Given instruction =>
Starting with the line that contains "For each instance of the shiny" and going on through the end of the listing, can you give those lines again with "biggest" changed to "largest" and nothing else altered?

Dataset extract =>
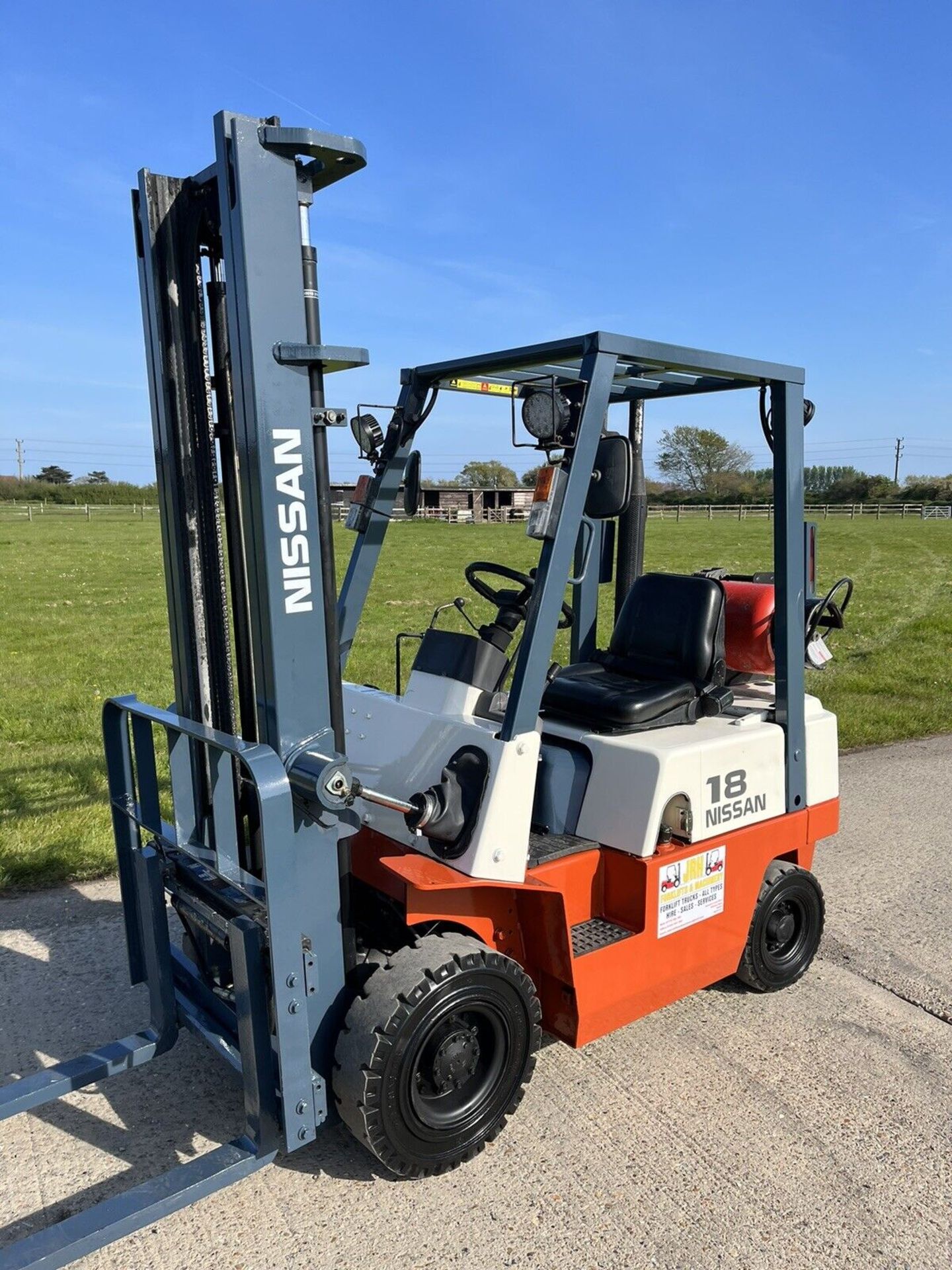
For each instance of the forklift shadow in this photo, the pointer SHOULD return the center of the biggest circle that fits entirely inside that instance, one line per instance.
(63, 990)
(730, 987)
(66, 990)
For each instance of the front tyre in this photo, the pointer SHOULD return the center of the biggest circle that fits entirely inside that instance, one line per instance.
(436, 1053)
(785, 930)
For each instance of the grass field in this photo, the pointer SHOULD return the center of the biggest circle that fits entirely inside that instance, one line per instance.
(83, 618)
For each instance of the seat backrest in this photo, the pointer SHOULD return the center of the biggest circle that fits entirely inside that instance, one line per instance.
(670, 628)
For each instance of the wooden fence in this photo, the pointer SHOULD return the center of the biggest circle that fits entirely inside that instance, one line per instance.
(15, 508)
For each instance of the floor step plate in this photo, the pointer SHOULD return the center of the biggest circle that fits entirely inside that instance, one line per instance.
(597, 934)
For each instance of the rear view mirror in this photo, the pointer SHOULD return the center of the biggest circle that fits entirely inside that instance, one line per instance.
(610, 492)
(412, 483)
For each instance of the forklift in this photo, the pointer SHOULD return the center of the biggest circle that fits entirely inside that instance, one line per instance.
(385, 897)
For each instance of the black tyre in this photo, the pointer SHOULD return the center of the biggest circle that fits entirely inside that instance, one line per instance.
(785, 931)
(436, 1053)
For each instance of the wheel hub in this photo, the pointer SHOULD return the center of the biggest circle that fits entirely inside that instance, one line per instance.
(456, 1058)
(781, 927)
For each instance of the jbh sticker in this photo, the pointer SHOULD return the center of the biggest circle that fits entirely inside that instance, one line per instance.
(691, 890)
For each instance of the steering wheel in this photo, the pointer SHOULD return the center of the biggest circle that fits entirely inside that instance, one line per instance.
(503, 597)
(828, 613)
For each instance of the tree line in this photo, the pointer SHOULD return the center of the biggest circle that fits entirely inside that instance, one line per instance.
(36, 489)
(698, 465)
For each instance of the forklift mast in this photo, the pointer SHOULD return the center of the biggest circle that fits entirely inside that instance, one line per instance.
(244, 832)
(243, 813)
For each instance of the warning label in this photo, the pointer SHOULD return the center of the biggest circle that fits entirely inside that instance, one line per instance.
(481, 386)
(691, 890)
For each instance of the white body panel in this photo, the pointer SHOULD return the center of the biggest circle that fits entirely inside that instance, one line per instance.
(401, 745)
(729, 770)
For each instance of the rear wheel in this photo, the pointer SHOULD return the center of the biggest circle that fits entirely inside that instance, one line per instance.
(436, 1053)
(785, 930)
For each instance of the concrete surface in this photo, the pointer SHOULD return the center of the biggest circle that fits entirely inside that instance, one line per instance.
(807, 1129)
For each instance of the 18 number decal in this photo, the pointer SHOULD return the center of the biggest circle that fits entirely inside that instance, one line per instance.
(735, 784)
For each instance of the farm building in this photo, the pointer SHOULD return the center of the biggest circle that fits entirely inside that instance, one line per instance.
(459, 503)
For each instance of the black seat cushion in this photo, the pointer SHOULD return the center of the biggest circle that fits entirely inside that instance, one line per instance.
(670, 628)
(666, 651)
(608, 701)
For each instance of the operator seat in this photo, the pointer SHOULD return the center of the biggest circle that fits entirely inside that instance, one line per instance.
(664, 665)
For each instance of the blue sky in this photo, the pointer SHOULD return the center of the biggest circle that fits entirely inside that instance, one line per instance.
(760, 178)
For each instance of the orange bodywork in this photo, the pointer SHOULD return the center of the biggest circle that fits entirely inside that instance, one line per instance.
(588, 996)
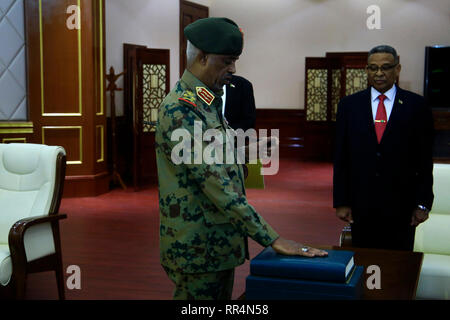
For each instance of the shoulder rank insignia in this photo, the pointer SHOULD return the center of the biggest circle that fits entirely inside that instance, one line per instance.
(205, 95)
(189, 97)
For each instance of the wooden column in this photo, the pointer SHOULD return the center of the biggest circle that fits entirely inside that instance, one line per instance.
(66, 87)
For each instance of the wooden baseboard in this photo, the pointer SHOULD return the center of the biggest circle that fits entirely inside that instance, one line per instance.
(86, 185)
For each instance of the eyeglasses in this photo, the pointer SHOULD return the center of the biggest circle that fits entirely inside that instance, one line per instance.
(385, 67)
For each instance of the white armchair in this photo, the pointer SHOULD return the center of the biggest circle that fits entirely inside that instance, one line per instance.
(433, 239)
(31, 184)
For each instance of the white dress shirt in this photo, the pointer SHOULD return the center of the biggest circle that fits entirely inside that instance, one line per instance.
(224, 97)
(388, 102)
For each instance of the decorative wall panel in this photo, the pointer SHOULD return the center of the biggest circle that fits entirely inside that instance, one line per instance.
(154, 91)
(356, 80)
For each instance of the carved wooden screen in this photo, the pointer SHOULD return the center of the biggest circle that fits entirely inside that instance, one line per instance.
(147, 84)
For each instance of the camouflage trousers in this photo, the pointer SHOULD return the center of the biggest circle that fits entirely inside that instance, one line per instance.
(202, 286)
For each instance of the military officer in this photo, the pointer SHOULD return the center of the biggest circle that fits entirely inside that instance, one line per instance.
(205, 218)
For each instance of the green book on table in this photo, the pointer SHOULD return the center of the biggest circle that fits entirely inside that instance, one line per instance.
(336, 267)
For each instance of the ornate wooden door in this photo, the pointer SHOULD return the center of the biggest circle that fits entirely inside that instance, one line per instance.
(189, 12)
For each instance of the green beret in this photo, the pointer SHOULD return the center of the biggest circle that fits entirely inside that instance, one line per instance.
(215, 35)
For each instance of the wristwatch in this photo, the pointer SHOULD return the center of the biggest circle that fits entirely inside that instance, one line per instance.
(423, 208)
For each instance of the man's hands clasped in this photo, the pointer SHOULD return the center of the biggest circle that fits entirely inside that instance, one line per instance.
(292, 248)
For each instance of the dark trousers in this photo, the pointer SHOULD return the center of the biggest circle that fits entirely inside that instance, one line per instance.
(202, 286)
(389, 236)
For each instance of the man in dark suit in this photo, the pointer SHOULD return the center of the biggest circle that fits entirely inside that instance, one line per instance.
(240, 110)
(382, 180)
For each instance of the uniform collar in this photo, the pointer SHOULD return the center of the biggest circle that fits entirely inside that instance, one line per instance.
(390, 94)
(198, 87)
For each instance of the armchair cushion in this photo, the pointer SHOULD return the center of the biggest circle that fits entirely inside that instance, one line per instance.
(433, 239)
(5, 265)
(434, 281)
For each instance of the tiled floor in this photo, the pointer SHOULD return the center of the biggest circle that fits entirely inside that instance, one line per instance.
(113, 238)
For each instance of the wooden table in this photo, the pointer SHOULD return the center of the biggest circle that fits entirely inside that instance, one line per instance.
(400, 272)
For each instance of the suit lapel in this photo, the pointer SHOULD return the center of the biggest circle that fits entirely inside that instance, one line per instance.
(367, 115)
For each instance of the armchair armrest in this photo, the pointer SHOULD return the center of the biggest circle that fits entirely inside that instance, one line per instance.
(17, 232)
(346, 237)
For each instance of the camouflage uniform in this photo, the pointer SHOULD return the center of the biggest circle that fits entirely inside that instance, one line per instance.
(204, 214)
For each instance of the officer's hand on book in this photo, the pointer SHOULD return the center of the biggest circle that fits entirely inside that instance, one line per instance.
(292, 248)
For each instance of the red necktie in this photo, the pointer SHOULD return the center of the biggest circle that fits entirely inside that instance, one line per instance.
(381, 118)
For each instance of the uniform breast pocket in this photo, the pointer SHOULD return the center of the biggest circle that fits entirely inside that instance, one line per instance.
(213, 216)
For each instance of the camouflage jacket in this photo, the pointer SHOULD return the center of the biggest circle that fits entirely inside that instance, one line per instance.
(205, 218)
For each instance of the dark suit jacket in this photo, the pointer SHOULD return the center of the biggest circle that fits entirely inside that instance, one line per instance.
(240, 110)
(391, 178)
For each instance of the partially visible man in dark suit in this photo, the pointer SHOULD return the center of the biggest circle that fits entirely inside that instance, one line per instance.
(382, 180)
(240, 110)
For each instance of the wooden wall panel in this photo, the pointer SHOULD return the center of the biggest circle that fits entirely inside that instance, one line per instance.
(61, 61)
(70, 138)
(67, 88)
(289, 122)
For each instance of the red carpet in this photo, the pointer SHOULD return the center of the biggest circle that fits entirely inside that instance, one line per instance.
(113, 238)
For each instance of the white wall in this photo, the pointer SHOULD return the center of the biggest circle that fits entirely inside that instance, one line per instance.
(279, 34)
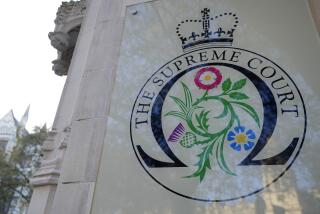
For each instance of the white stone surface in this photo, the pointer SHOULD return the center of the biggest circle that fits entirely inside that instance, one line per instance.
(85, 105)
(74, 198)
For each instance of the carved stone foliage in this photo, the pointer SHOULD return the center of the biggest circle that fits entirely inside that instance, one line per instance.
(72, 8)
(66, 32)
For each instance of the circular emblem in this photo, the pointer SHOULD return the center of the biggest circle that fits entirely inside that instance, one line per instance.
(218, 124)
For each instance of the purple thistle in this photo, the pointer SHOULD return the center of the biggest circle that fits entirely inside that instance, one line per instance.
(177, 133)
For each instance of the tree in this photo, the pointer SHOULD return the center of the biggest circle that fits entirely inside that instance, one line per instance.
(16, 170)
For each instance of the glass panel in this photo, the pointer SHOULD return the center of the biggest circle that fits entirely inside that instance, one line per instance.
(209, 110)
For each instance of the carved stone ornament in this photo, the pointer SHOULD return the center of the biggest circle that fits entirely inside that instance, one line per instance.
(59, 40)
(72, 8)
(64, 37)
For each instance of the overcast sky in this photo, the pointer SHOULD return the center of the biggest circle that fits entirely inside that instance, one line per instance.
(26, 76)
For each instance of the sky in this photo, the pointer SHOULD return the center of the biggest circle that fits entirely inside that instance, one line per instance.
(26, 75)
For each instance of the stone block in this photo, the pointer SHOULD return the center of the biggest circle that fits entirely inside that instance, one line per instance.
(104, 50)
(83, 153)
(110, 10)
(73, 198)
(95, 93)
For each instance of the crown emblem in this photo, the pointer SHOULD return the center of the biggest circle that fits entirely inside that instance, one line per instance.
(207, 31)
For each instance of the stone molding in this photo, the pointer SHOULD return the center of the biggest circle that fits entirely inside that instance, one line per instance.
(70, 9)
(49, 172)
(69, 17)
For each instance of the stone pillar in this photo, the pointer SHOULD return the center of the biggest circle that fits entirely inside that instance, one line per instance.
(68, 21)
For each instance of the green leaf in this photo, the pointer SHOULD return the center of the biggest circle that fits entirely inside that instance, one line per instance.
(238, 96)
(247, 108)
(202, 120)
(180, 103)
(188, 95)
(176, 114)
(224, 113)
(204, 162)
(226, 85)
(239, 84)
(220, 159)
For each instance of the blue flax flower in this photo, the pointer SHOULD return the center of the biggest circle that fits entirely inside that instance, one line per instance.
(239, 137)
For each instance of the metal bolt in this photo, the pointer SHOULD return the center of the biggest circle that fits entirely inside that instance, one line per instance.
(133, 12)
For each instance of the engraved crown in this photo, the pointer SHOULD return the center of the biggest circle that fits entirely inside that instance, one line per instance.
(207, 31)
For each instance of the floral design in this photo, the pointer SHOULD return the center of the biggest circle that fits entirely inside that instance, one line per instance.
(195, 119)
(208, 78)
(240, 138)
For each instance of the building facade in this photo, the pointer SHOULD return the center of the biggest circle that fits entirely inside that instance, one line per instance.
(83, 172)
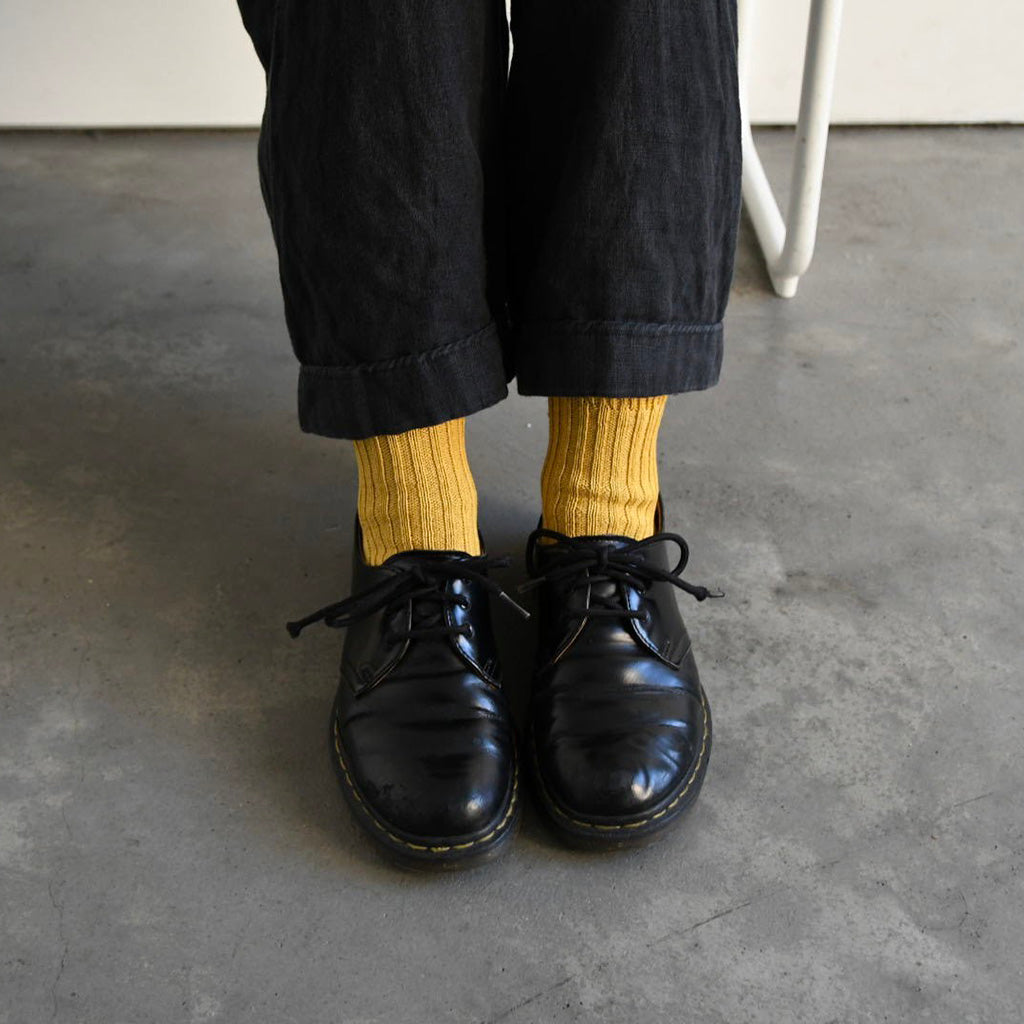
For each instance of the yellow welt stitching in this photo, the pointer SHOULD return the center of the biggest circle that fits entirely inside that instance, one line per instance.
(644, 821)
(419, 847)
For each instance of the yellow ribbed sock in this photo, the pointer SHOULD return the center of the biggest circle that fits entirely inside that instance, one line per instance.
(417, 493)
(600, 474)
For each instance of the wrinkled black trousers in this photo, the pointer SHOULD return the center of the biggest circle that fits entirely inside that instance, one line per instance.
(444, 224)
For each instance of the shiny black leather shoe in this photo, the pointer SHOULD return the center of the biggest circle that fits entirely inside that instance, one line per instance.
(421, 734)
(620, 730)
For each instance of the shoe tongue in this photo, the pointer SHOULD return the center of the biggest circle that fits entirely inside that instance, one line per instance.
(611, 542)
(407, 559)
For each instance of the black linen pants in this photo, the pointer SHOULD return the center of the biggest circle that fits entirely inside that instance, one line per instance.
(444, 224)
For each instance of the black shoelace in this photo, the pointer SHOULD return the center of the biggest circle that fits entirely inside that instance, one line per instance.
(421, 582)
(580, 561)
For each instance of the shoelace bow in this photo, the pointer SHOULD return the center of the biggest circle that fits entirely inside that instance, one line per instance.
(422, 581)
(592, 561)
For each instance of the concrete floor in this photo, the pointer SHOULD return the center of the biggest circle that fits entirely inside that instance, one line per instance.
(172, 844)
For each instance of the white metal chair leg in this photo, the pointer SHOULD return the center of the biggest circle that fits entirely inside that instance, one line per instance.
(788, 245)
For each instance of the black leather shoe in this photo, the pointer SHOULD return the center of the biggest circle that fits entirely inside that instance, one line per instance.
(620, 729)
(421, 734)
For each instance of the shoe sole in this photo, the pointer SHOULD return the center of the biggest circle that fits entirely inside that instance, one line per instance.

Final result =>
For each instance of the shiny black leather shoe in this photo, the pointer SHOULD return the center of the largest circle that fits entirely inside that instance, one line per instance.
(421, 734)
(620, 730)
For each instance of the shoe tongue in this photo, the pointer SHOULD return the center of the largest circle that fits entirely inside that instance, one line per instance.
(611, 542)
(407, 559)
For each instance of the black linen pants in this photo, the pointer SHOULD return the center of the largest circle that fits entirely inside that instance, one line per instance.
(444, 224)
For each instance of the black shoelace in this photo, the pointer SHOULD return the center of the largest circle that fits entirely inside that instance, one line per instance.
(421, 582)
(580, 561)
For each instance of the shoelace bow in this photo, the pointer SHOULD return the center of the largest circle that fits entirely inside that instance, one line per instance.
(422, 581)
(592, 561)
For each instance of the concrete floor in this photo, the pointer SHOULD return the center of the largest circle that fits entirely inside that instance, one line per instance.
(172, 844)
For each instance of the white metal chair leg in this photo, the pointer SHOULD return the center of the largest circle that fits entirely inside that instance, one line per instance.
(788, 245)
For each instance of the black leather shoe in this photo, the pointer SHOULD return the center of the largest circle that fits entirely inside that instance, one line per instance.
(620, 729)
(421, 734)
For each instance of the shoe sole in this photo, the pointer SHOULD return the center of the largest circle that fits entirely inside that instance, one line per instance.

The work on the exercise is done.